Fragmento:

□ □ □ □ □ □ □

EN CIERTA OCASIÓN ME ESCRIBIÓ una mujer hablándome de su hermano, que estaba muriéndose en un hospital y hacía cerca de treinta años que se había apartado de los sacramentos. Decía que, además de haber llevado mala vida, era un hombre malo y nocivo. Hay una diferencia entre ser malo y ser nocivo. Un hombre malo roba; un hombre malo mata. El hombre nocivo puede que no haga nada de eso, pero intenta destruir la bondad que hay en los demás. El caso es que este hombre era nocivo. Había hecho todo lo posible por corromper a los jóvenes y difundido entre ellos toda clase de folletos nocivos con los que destruir la fe y la moral. Esto es lo que escribía su hermana: «Han venido a verle unos veinte sacerdotes y los ha echado a todos de la habitación del hospital. ¿Podría venir usted?». ¡Y ahí va Sheen, el último recurso!

Lo visité esa misma noche y, sabiendo que a mí no me iría mejor que al resto, solo estuve unos cinco segundos; pero, en lugar de hacerle una sola visita, le hice cuarenta. Fui a ver a aquel hombre cuarenta noches seguidas. La segunda me quedé entre diez y quince segundos, y cada noche fui aumentando entre diez y quince segundos más. A final de mes ya pasaba con él diez o quince minutos, pero ni una sola vez saqué el tema de su alma hasta que llegó la noche número cuarenta. La noche número cuarenta me llevé conmigo al Santísimo y los santos óleos y le dije:

—William, vas a morir esta noche.

—Lo sé —contestó él.

Se estaba muriendo de cáncer, un cáncer facial: una de las visiones menos atractivas que se pueden contemplar.

—Estoy convencido de que esta noche querrás reconciliarte con Dios —dije.

—¡No! ¡Largo de aquí!

—No estoy solo —le dije.

—¿Quién ha venido con usted? —me preguntó.

—Me he traído al Señor. ¿Quieres que también se vaya Él?

No contestó nada, así que me quedé unos quince minutos junto a su cama de rodillas, porque llevaba conmigo al Santísimo. Le prometí al Señor que, si ese hombre daba alguna señal de arrepentimiento antes de morir, construiría una capilla para los pobres en la zona sur de Estados Unidos: una capilla de 3.500 dólares. ¿Te parece poca cosa para una capilla? Para una capilla sí, pero para mí era una cantidad ingente de dinero.

Después de rezar insistí:

—William, estoy convencido de que esta noche querrás reconciliarte con Dios.

—¡No! ¡Largo de aquí!

Y empezó a llamar a gritos a la enfermera. Para que se callara, corrí hacia la puerta haciendo ademán de irme. Luego volví rápidamente, recliné la cara sobre la almohada junto a la suya y le dije:

—Solo una cosa más, William. Prométeme que esta noche, antes de morir, dirás: «Jesús, ten piedad».

□ □ □ □ □ □ □

Datos de expresiones referenciales
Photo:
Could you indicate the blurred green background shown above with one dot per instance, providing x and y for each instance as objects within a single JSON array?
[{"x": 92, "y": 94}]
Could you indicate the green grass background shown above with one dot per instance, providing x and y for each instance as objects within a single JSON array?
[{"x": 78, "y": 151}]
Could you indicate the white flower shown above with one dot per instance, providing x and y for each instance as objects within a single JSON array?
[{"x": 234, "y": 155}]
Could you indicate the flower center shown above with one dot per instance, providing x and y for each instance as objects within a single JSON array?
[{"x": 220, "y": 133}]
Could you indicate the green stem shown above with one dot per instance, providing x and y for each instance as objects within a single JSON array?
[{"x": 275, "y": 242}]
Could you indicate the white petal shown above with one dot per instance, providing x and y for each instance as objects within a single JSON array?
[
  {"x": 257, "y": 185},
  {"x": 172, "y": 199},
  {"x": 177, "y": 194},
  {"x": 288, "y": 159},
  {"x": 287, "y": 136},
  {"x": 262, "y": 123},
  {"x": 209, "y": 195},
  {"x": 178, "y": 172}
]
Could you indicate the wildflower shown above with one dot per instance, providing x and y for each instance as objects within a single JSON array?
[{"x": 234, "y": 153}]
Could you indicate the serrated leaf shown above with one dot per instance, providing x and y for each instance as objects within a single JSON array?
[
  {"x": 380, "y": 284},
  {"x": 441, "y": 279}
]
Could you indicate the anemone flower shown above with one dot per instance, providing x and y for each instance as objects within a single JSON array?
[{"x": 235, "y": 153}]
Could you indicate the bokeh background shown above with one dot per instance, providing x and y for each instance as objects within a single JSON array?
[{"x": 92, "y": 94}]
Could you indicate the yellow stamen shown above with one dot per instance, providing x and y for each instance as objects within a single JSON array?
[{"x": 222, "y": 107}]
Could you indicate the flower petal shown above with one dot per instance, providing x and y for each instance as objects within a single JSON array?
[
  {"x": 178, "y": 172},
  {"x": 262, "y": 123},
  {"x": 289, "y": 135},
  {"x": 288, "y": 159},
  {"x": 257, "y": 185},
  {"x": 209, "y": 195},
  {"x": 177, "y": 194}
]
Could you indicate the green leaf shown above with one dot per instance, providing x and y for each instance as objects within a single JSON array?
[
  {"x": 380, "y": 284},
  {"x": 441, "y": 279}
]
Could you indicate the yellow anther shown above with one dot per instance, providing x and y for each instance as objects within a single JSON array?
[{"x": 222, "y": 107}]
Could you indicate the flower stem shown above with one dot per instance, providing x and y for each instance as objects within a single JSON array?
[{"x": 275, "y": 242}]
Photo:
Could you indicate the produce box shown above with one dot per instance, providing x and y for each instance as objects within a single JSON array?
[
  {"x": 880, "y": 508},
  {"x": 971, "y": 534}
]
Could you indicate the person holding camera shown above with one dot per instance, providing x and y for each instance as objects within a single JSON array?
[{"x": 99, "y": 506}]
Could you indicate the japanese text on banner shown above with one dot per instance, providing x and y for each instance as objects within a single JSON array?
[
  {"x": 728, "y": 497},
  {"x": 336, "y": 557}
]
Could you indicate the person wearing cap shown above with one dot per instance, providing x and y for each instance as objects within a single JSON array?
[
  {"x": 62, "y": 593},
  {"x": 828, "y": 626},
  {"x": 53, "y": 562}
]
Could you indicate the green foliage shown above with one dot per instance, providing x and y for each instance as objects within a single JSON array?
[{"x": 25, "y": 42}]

□ □ □ □ □ □ □

Tarea A:
Según el fragmento, ¿cuánto costaba la capilla que el narrador prometió construir para los pobres?
Tarea B:
Repite el fragmento empezando en las palabras "EN CIERTA OCASIÓN" y deteniéndote después de "el último recurso!".
Los datos no son necesarios aquí.

Respuesta A:
3.500 dólares.

Respuesta B:
EN CIERTA OCASIÓN ME ESCRIBIÓ una mujer hablándome de su hermano, que estaba muriéndose en un hospital y hacía cerca de treinta años que se había apartado de los sacramentos. Decía que, además de haber llevado mala vida, era un hombre malo y nocivo. Hay una diferencia entre ser malo y ser nocivo. Un hombre malo roba; un hombre malo mata. El hombre nocivo puede que no haga nada de eso, pero intenta destruir la bondad que hay en los demás. El caso es que este hombre era nocivo. Había hecho todo lo posible por corromper a los jóvenes y difundido entre ellos toda clase de folletos nocivos con los que destruir la fe y la moral. Esto es lo que escribía su hermana: «Han venido a verle unos veinte sacerdotes y los ha echado a todos de la habitación del hospital. ¿Podría venir usted?». ¡Y ahí va Sheen, el último recurso!